Material to process:
--- begin ---

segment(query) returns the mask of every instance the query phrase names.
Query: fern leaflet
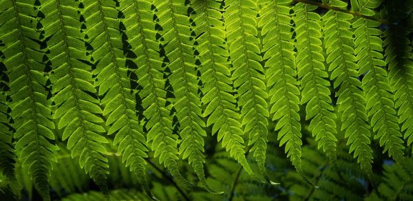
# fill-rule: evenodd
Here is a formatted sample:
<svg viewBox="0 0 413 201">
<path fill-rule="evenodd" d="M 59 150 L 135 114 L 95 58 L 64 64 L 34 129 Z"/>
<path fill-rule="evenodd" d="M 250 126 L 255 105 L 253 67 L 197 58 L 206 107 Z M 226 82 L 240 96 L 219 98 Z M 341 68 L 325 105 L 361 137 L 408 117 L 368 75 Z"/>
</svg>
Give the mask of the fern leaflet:
<svg viewBox="0 0 413 201">
<path fill-rule="evenodd" d="M 374 12 L 372 9 L 380 6 L 380 3 L 381 0 L 359 0 L 354 8 L 363 14 L 373 15 Z M 352 25 L 356 28 L 354 50 L 360 67 L 359 73 L 364 74 L 362 87 L 367 100 L 370 125 L 376 133 L 374 139 L 380 139 L 380 146 L 384 147 L 383 153 L 388 151 L 390 157 L 402 162 L 405 147 L 397 124 L 399 120 L 394 108 L 388 72 L 383 68 L 385 62 L 381 53 L 383 41 L 379 36 L 382 33 L 377 28 L 380 23 L 358 18 Z"/>
<path fill-rule="evenodd" d="M 286 145 L 285 151 L 295 168 L 301 171 L 301 134 L 298 112 L 300 94 L 294 63 L 294 44 L 292 39 L 291 1 L 260 1 L 264 4 L 258 25 L 262 27 L 264 59 L 266 60 L 266 76 L 270 88 L 271 113 L 278 122 L 275 129 L 280 145 Z"/>
<path fill-rule="evenodd" d="M 43 63 L 47 58 L 44 45 L 47 39 L 42 32 L 43 27 L 37 24 L 39 32 L 34 28 L 34 22 L 43 19 L 44 15 L 39 14 L 41 11 L 38 10 L 39 5 L 30 3 L 32 2 L 1 2 L 10 8 L 5 13 L 8 16 L 2 17 L 0 23 L 2 32 L 8 33 L 1 36 L 6 47 L 1 52 L 12 81 L 9 94 L 13 101 L 9 105 L 10 116 L 14 120 L 14 137 L 17 140 L 14 149 L 23 166 L 28 166 L 35 187 L 47 200 L 50 199 L 48 177 L 52 162 L 57 161 L 54 152 L 59 148 L 53 145 L 55 136 L 52 129 L 54 124 L 50 120 L 52 113 L 45 88 L 47 76 L 43 72 L 47 67 Z M 37 9 L 34 10 L 34 7 Z"/>
<path fill-rule="evenodd" d="M 260 171 L 265 171 L 264 163 L 268 135 L 266 85 L 260 43 L 255 28 L 257 14 L 255 1 L 227 1 L 224 17 L 231 64 L 234 68 L 232 78 L 237 89 L 237 103 L 241 109 L 244 133 L 249 138 L 250 151 Z"/>
<path fill-rule="evenodd" d="M 317 7 L 299 3 L 295 5 L 297 32 L 297 67 L 301 94 L 306 106 L 306 118 L 312 119 L 309 129 L 330 159 L 335 161 L 336 123 L 334 108 L 330 105 L 330 83 L 326 79 L 321 47 L 320 16 L 314 12 Z"/>
<path fill-rule="evenodd" d="M 329 1 L 330 5 L 345 9 L 347 4 L 340 1 Z M 372 149 L 370 147 L 370 132 L 368 124 L 368 117 L 366 109 L 366 99 L 360 89 L 361 82 L 358 79 L 359 67 L 356 65 L 354 54 L 352 32 L 350 21 L 352 15 L 330 10 L 323 17 L 324 30 L 327 47 L 328 70 L 331 80 L 335 80 L 334 87 L 339 88 L 339 112 L 341 113 L 341 129 L 345 131 L 350 145 L 350 151 L 354 152 L 361 168 L 372 179 Z"/>
</svg>

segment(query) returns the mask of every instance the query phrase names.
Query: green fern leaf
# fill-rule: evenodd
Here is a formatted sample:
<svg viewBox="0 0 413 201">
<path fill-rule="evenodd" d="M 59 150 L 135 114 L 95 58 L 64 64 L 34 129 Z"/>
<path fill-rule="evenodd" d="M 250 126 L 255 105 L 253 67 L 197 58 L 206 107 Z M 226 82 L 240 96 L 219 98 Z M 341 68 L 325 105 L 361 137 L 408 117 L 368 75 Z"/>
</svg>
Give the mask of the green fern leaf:
<svg viewBox="0 0 413 201">
<path fill-rule="evenodd" d="M 407 140 L 413 142 L 413 57 L 410 32 L 402 28 L 392 28 L 384 32 L 385 61 L 390 70 L 390 85 L 394 93 L 394 107 L 399 108 L 399 123 Z M 412 149 L 413 151 L 413 149 Z M 412 152 L 413 153 L 413 152 Z"/>
<path fill-rule="evenodd" d="M 330 5 L 346 9 L 347 4 L 340 1 L 329 1 Z M 370 144 L 370 126 L 366 109 L 366 99 L 360 89 L 359 66 L 354 56 L 353 33 L 350 31 L 350 21 L 353 16 L 349 14 L 330 10 L 324 17 L 325 46 L 327 47 L 327 63 L 331 72 L 331 80 L 335 80 L 334 87 L 338 89 L 337 105 L 341 113 L 341 129 L 345 131 L 350 151 L 357 157 L 361 168 L 372 179 L 372 149 Z"/>
<path fill-rule="evenodd" d="M 318 141 L 318 149 L 334 162 L 337 139 L 336 118 L 331 105 L 328 74 L 323 63 L 320 16 L 316 6 L 301 3 L 295 6 L 297 32 L 297 67 L 301 89 L 301 103 L 306 106 L 306 119 L 312 119 L 309 129 Z"/>
<path fill-rule="evenodd" d="M 172 105 L 167 100 L 171 89 L 167 85 L 166 78 L 171 70 L 165 65 L 167 58 L 160 54 L 165 52 L 160 43 L 165 39 L 161 37 L 162 28 L 157 23 L 160 21 L 158 15 L 170 14 L 167 12 L 170 11 L 169 2 L 156 1 L 154 4 L 145 1 L 137 2 L 141 4 L 138 7 L 140 23 L 136 30 L 138 36 L 133 39 L 138 45 L 133 51 L 139 56 L 134 61 L 138 66 L 138 83 L 142 87 L 139 96 L 142 98 L 143 115 L 147 118 L 147 145 L 172 176 L 180 182 L 190 185 L 178 169 L 178 135 L 173 132 L 172 125 Z M 164 12 L 158 13 L 161 11 Z M 152 30 L 153 28 L 156 28 L 157 31 Z"/>
<path fill-rule="evenodd" d="M 136 5 L 133 1 L 123 1 L 122 6 L 118 3 L 119 7 L 116 8 L 117 3 L 115 3 L 97 1 L 100 12 L 98 17 L 100 18 L 101 23 L 96 26 L 92 25 L 93 32 L 89 34 L 94 39 L 91 45 L 96 47 L 92 56 L 98 61 L 94 72 L 97 74 L 94 85 L 98 87 L 98 95 L 104 96 L 101 104 L 104 105 L 103 114 L 107 116 L 105 124 L 109 126 L 107 134 L 116 133 L 114 143 L 118 144 L 118 151 L 123 155 L 123 162 L 126 162 L 126 165 L 130 167 L 148 195 L 151 195 L 146 181 L 146 162 L 144 159 L 147 157 L 146 152 L 148 149 L 142 126 L 138 122 L 135 111 L 136 102 L 131 87 L 131 82 L 134 81 L 131 80 L 131 76 L 136 76 L 136 70 L 128 68 L 131 66 L 127 64 L 125 57 L 132 56 L 124 56 L 122 51 L 124 42 L 121 41 L 121 34 L 125 33 L 120 31 L 126 29 L 126 25 L 130 27 L 136 20 L 129 20 L 129 23 L 126 25 L 122 19 L 119 23 L 117 21 L 119 16 L 125 16 L 121 10 Z M 134 13 L 135 10 L 131 9 L 129 12 Z M 118 31 L 119 29 L 120 31 Z M 87 30 L 86 32 L 89 34 Z M 107 54 L 107 51 L 109 54 Z"/>
<path fill-rule="evenodd" d="M 270 88 L 271 113 L 277 120 L 277 139 L 294 167 L 301 171 L 301 134 L 298 82 L 292 40 L 292 20 L 290 15 L 292 1 L 260 1 L 264 7 L 258 23 L 262 27 L 264 59 L 266 60 L 267 86 Z"/>
<path fill-rule="evenodd" d="M 6 17 L 6 12 L 1 12 L 0 17 Z M 6 15 L 6 14 L 4 14 Z M 2 17 L 3 16 L 3 17 Z M 1 26 L 0 25 L 0 30 Z M 12 145 L 13 130 L 12 118 L 10 116 L 10 108 L 8 107 L 12 100 L 7 93 L 10 91 L 8 82 L 7 69 L 3 63 L 6 56 L 2 50 L 6 44 L 0 41 L 0 173 L 9 180 L 15 180 L 14 163 L 17 156 Z"/>
<path fill-rule="evenodd" d="M 32 180 L 44 200 L 50 200 L 49 176 L 52 163 L 57 160 L 54 152 L 59 148 L 53 145 L 54 124 L 45 86 L 47 80 L 43 71 L 47 66 L 43 45 L 43 28 L 31 21 L 43 19 L 39 10 L 33 9 L 33 2 L 6 1 L 2 6 L 9 8 L 1 17 L 1 32 L 8 33 L 0 39 L 4 43 L 1 52 L 3 63 L 9 70 L 9 103 L 14 120 L 12 126 L 17 142 L 14 149 L 23 166 L 28 167 Z M 36 8 L 39 8 L 34 6 Z M 30 41 L 30 42 L 29 42 Z M 39 44 L 41 45 L 39 45 Z M 43 59 L 42 60 L 43 58 Z"/>
<path fill-rule="evenodd" d="M 95 6 L 86 1 L 82 3 L 89 8 Z M 96 91 L 92 84 L 91 66 L 87 62 L 89 56 L 84 54 L 85 34 L 73 31 L 84 25 L 75 17 L 94 15 L 90 14 L 93 9 L 87 8 L 78 13 L 73 9 L 77 6 L 75 2 L 62 1 L 51 1 L 42 7 L 50 17 L 43 21 L 45 29 L 53 36 L 48 44 L 54 67 L 50 76 L 53 101 L 57 106 L 54 115 L 59 120 L 59 129 L 63 129 L 62 140 L 68 139 L 67 146 L 72 150 L 72 157 L 80 156 L 81 167 L 107 193 L 108 165 L 103 155 L 106 150 L 101 144 L 108 142 L 100 134 L 106 131 L 101 125 L 102 110 L 99 100 L 91 95 Z"/>
<path fill-rule="evenodd" d="M 373 15 L 372 9 L 380 6 L 381 2 L 381 0 L 359 1 L 357 11 L 366 15 Z M 375 132 L 374 139 L 380 139 L 380 146 L 384 147 L 383 153 L 388 151 L 389 156 L 396 161 L 403 162 L 404 142 L 401 138 L 402 135 L 388 72 L 383 67 L 385 66 L 385 62 L 381 53 L 383 41 L 379 38 L 382 34 L 378 29 L 379 25 L 380 23 L 364 18 L 358 18 L 353 23 L 352 26 L 356 28 L 355 53 L 360 67 L 359 73 L 364 74 L 362 88 L 367 100 L 370 125 Z"/>
<path fill-rule="evenodd" d="M 70 157 L 70 151 L 65 145 L 59 145 L 60 150 L 56 158 L 58 162 L 52 171 L 50 187 L 60 195 L 82 191 L 89 183 L 89 176 L 77 164 L 76 159 Z"/>
<path fill-rule="evenodd" d="M 213 191 L 206 185 L 204 173 L 204 129 L 205 123 L 201 118 L 200 97 L 198 94 L 197 71 L 193 65 L 195 55 L 193 48 L 191 28 L 189 26 L 189 17 L 187 16 L 189 7 L 185 1 L 170 1 L 170 12 L 158 16 L 162 29 L 162 35 L 168 41 L 164 50 L 167 58 L 165 64 L 171 74 L 169 77 L 174 89 L 173 107 L 180 124 L 179 134 L 182 138 L 180 152 L 184 159 L 188 158 L 195 173 L 206 189 Z M 168 17 L 167 20 L 162 17 Z M 165 60 L 164 60 L 165 61 Z"/>
<path fill-rule="evenodd" d="M 250 151 L 262 171 L 265 171 L 269 116 L 255 20 L 257 6 L 255 1 L 227 1 L 224 21 L 231 64 L 232 78 L 237 89 L 237 103 L 241 109 L 244 133 L 249 138 Z"/>
<path fill-rule="evenodd" d="M 198 44 L 195 47 L 199 52 L 195 63 L 201 65 L 202 102 L 206 105 L 203 115 L 208 116 L 206 126 L 212 125 L 211 133 L 218 134 L 218 140 L 222 141 L 222 147 L 226 147 L 248 172 L 252 173 L 244 155 L 244 139 L 241 137 L 242 130 L 238 121 L 240 115 L 236 112 L 236 100 L 231 94 L 233 90 L 231 86 L 228 52 L 224 46 L 222 3 L 211 0 L 203 2 L 204 6 L 204 6 L 203 10 L 197 13 L 199 17 L 194 20 L 197 24 L 194 32 Z"/>
</svg>

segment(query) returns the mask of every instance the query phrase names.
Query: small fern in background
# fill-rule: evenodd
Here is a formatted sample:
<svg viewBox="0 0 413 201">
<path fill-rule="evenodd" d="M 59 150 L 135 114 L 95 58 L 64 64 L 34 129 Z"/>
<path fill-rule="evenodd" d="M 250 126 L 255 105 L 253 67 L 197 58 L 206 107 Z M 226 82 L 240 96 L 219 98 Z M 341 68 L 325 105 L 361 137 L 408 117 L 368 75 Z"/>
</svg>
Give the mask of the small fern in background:
<svg viewBox="0 0 413 201">
<path fill-rule="evenodd" d="M 0 0 L 0 196 L 410 200 L 412 11 Z"/>
</svg>

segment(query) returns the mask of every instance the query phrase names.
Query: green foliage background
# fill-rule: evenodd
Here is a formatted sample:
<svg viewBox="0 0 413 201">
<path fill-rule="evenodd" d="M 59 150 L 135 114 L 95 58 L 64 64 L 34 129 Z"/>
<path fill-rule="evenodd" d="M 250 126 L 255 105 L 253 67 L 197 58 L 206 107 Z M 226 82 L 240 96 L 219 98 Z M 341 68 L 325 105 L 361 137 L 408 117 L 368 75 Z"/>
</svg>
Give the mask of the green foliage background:
<svg viewBox="0 0 413 201">
<path fill-rule="evenodd" d="M 0 196 L 412 200 L 412 10 L 0 0 Z"/>
</svg>

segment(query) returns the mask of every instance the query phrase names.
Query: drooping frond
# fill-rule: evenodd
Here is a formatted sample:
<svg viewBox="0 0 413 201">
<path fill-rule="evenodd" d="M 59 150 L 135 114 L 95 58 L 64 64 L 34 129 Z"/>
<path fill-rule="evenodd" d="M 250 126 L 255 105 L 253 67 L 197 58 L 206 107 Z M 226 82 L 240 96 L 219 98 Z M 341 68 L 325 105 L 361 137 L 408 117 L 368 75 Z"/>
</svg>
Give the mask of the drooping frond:
<svg viewBox="0 0 413 201">
<path fill-rule="evenodd" d="M 390 85 L 394 93 L 394 107 L 399 109 L 399 123 L 407 146 L 413 142 L 413 48 L 409 34 L 403 28 L 391 28 L 384 32 L 383 44 Z"/>
<path fill-rule="evenodd" d="M 0 17 L 5 19 L 6 14 L 11 9 L 0 12 Z M 2 22 L 2 21 L 1 21 Z M 4 25 L 5 23 L 0 23 Z M 0 25 L 0 30 L 1 30 Z M 6 59 L 3 53 L 3 48 L 6 44 L 0 38 L 0 173 L 8 180 L 15 180 L 14 163 L 17 156 L 14 153 L 13 141 L 13 127 L 12 127 L 12 118 L 10 115 L 10 108 L 8 107 L 12 100 L 8 94 L 10 91 L 8 87 L 9 78 L 7 75 L 7 68 L 3 63 Z"/>
<path fill-rule="evenodd" d="M 116 189 L 110 191 L 112 200 L 146 200 L 145 194 L 134 189 Z M 105 195 L 100 192 L 89 191 L 86 193 L 72 194 L 62 201 L 104 200 Z"/>
<path fill-rule="evenodd" d="M 347 3 L 332 0 L 330 5 L 345 9 Z M 338 89 L 337 105 L 341 116 L 341 130 L 345 131 L 350 151 L 361 168 L 372 178 L 372 149 L 370 147 L 370 131 L 366 109 L 366 99 L 359 80 L 359 66 L 356 65 L 352 32 L 350 21 L 353 16 L 334 10 L 323 17 L 325 46 L 330 76 L 334 80 L 334 88 Z"/>
<path fill-rule="evenodd" d="M 299 3 L 295 5 L 296 59 L 301 90 L 301 103 L 306 103 L 306 119 L 311 119 L 309 129 L 318 141 L 318 148 L 335 161 L 336 115 L 331 105 L 328 74 L 321 54 L 320 16 L 316 6 Z"/>
<path fill-rule="evenodd" d="M 88 176 L 81 169 L 76 159 L 70 157 L 64 145 L 59 145 L 57 152 L 57 164 L 53 168 L 50 176 L 50 187 L 59 195 L 82 191 L 87 187 Z"/>
<path fill-rule="evenodd" d="M 301 134 L 299 103 L 300 95 L 292 41 L 292 1 L 260 0 L 263 4 L 258 25 L 262 27 L 264 59 L 273 120 L 277 120 L 277 139 L 295 168 L 301 171 Z"/>
<path fill-rule="evenodd" d="M 237 89 L 237 103 L 242 108 L 242 125 L 244 133 L 248 136 L 248 145 L 252 145 L 250 151 L 254 151 L 255 160 L 264 172 L 268 141 L 268 96 L 263 81 L 265 76 L 261 64 L 256 20 L 257 6 L 255 1 L 226 1 L 224 22 L 233 67 L 232 78 Z"/>
<path fill-rule="evenodd" d="M 72 157 L 79 156 L 81 167 L 106 193 L 108 166 L 102 144 L 107 140 L 100 135 L 106 131 L 101 125 L 103 120 L 99 100 L 93 94 L 96 90 L 92 85 L 91 56 L 85 54 L 87 49 L 83 39 L 87 37 L 78 31 L 81 28 L 86 29 L 84 21 L 79 22 L 78 18 L 84 19 L 83 14 L 93 18 L 95 15 L 91 13 L 96 12 L 93 11 L 96 7 L 87 1 L 79 4 L 67 1 L 48 3 L 42 10 L 50 17 L 42 23 L 46 33 L 52 36 L 47 44 L 53 65 L 50 79 L 53 102 L 56 105 L 54 116 L 59 120 L 58 128 L 63 130 L 62 140 L 68 139 L 67 146 L 72 151 Z M 85 5 L 89 8 L 74 8 Z M 90 28 L 92 32 L 94 29 Z"/>
<path fill-rule="evenodd" d="M 380 6 L 381 0 L 359 0 L 352 4 L 356 11 L 368 15 L 374 14 L 373 9 Z M 370 118 L 370 125 L 375 132 L 374 139 L 379 139 L 383 153 L 388 151 L 390 157 L 398 162 L 404 158 L 403 140 L 399 131 L 399 119 L 396 116 L 392 87 L 388 72 L 383 68 L 385 62 L 381 54 L 382 34 L 379 29 L 380 23 L 358 18 L 352 26 L 356 29 L 354 43 L 359 74 L 364 75 L 362 88 L 367 100 L 366 108 Z"/>
<path fill-rule="evenodd" d="M 118 151 L 123 155 L 123 162 L 130 167 L 150 195 L 144 160 L 147 157 L 148 149 L 136 111 L 136 92 L 131 87 L 132 83 L 137 79 L 136 65 L 129 59 L 136 56 L 123 50 L 127 45 L 124 41 L 127 37 L 125 31 L 136 23 L 135 3 L 96 1 L 96 4 L 91 6 L 98 8 L 98 12 L 95 18 L 85 19 L 87 27 L 92 29 L 92 32 L 87 30 L 86 33 L 92 39 L 90 45 L 94 47 L 92 56 L 96 61 L 94 74 L 97 74 L 94 85 L 98 87 L 98 96 L 103 97 L 100 103 L 104 106 L 105 124 L 109 126 L 107 134 L 116 134 L 114 143 L 118 144 Z M 123 11 L 126 12 L 129 20 L 123 19 L 125 14 Z M 89 25 L 88 21 L 100 22 Z"/>
<path fill-rule="evenodd" d="M 251 173 L 252 171 L 244 155 L 244 139 L 241 137 L 243 133 L 236 100 L 231 94 L 233 89 L 222 21 L 223 2 L 208 0 L 200 3 L 203 3 L 200 6 L 202 10 L 196 10 L 197 15 L 194 17 L 196 24 L 194 32 L 198 44 L 195 47 L 199 52 L 195 63 L 200 63 L 202 102 L 206 105 L 204 116 L 208 116 L 206 126 L 212 125 L 211 134 L 217 134 L 218 140 L 222 142 L 222 146 L 230 151 L 231 156 Z"/>
<path fill-rule="evenodd" d="M 138 55 L 134 61 L 138 67 L 138 83 L 142 87 L 139 96 L 142 98 L 143 114 L 147 118 L 147 146 L 155 151 L 154 156 L 159 158 L 160 163 L 167 167 L 177 180 L 188 184 L 180 173 L 176 162 L 179 159 L 178 136 L 174 133 L 172 125 L 172 104 L 167 100 L 172 89 L 167 81 L 171 70 L 167 66 L 168 59 L 163 48 L 165 44 L 161 42 L 165 40 L 161 35 L 163 28 L 158 23 L 158 16 L 167 14 L 171 17 L 169 2 L 156 1 L 154 4 L 145 1 L 136 2 L 139 26 L 134 30 L 137 34 L 130 39 L 130 43 L 138 44 L 133 50 Z M 153 28 L 156 30 L 153 31 Z"/>
<path fill-rule="evenodd" d="M 53 145 L 54 124 L 50 103 L 47 100 L 48 67 L 45 44 L 47 39 L 39 21 L 44 19 L 39 6 L 27 1 L 2 1 L 9 8 L 2 14 L 0 40 L 4 43 L 1 52 L 10 79 L 9 102 L 14 120 L 17 142 L 14 149 L 23 166 L 28 166 L 29 174 L 44 200 L 50 200 L 48 178 L 52 162 L 56 161 Z M 33 8 L 36 9 L 33 9 Z M 4 130 L 6 131 L 6 130 Z"/>
<path fill-rule="evenodd" d="M 169 1 L 169 12 L 160 14 L 160 23 L 164 30 L 162 38 L 168 42 L 163 50 L 167 59 L 165 64 L 171 70 L 169 77 L 173 88 L 173 101 L 176 117 L 179 122 L 179 135 L 182 138 L 180 152 L 182 158 L 188 158 L 201 182 L 207 187 L 204 173 L 204 136 L 205 123 L 201 118 L 202 111 L 198 94 L 197 69 L 195 66 L 195 54 L 193 48 L 192 29 L 189 17 L 190 10 L 185 1 Z"/>
</svg>

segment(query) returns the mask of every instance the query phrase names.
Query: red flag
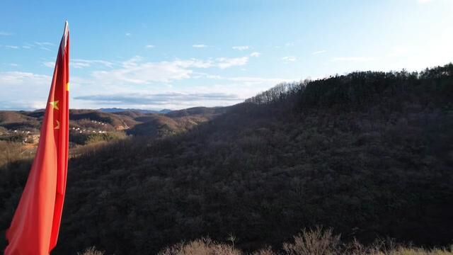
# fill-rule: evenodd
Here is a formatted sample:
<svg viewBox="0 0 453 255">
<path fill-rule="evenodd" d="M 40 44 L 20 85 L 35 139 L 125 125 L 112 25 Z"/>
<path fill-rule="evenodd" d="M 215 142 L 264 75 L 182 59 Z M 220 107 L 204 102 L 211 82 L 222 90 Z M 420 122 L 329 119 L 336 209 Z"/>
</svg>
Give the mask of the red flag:
<svg viewBox="0 0 453 255">
<path fill-rule="evenodd" d="M 62 220 L 68 168 L 69 133 L 69 31 L 63 38 L 44 115 L 36 156 L 6 231 L 5 254 L 49 254 Z"/>
</svg>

--- end ---

Challenge: Recast the stretch of the entries from the start through the line that contains "374 12 L 372" as a Markdown table with the columns Row and Line, numbering each line and skipping blank lines. Leave the pictures out.

The output:
| Row | Line |
|---|---|
| 1 | segment(query) returns the mask of every instance the query phrase names. |
| 2 | Query: fern leaflet |
| 3 | # fill-rule: evenodd |
| 4 | Here is a formatted sample: |
| 5 | <svg viewBox="0 0 413 201"> |
| 6 | <path fill-rule="evenodd" d="M 59 150 L 135 114 L 95 58 L 64 64 L 34 129 Z"/> |
| 7 | <path fill-rule="evenodd" d="M 250 126 L 255 105 L 253 67 L 197 58 L 206 107 Z M 226 82 L 240 96 L 219 98 Z M 341 68 L 325 105 L 361 137 L 408 117 L 368 75 Z"/> |
| 8 | </svg> |
| 9 | Give the mask of the fern leaflet: |
| 10 | <svg viewBox="0 0 413 201"> |
| 11 | <path fill-rule="evenodd" d="M 374 12 L 372 9 L 380 6 L 380 3 L 381 0 L 359 0 L 354 8 L 363 14 L 373 15 Z M 352 25 L 356 28 L 354 50 L 360 67 L 359 73 L 364 74 L 362 87 L 367 100 L 370 125 L 376 133 L 374 139 L 380 139 L 380 146 L 384 147 L 383 153 L 388 151 L 390 157 L 402 162 L 405 147 L 397 124 L 399 120 L 394 108 L 388 72 L 383 68 L 385 62 L 381 53 L 383 41 L 379 36 L 382 33 L 377 28 L 380 23 L 358 18 Z"/> |